**RECORDS FOR PROCESSING**
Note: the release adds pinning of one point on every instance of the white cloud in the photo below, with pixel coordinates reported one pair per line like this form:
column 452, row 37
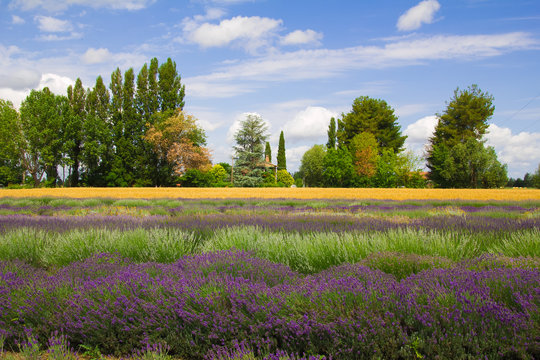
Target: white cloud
column 58, row 84
column 310, row 123
column 96, row 56
column 294, row 157
column 422, row 13
column 50, row 24
column 60, row 5
column 233, row 129
column 520, row 151
column 17, row 20
column 249, row 32
column 55, row 37
column 324, row 63
column 411, row 109
column 300, row 37
column 419, row 132
column 19, row 78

**EXERCISE TASK**
Recast the lines above as a Markdown table with the columns Number and Entry, starting at the first line and ending at the line that contains "column 55, row 37", both included. Skip blank lines, and leave the pictures out of the answer.

**TASK OUTPUT**
| Number | Entry |
|---|---|
| 1 | Note: the release adds pinning of one point on every instance of the white cloud in the photo below, with pixel coordinates reported one pair per line like this form: |
| 2 | column 452, row 37 |
| 3 | Target: white cloud |
| 4 | column 58, row 84 |
| 5 | column 310, row 123 |
| 6 | column 96, row 56 |
| 7 | column 294, row 157 |
| 8 | column 422, row 13 |
| 9 | column 50, row 24 |
| 10 | column 60, row 5 |
| 11 | column 233, row 129 |
| 12 | column 520, row 151 |
| 13 | column 17, row 20 |
| 14 | column 249, row 32 |
| 15 | column 55, row 37 |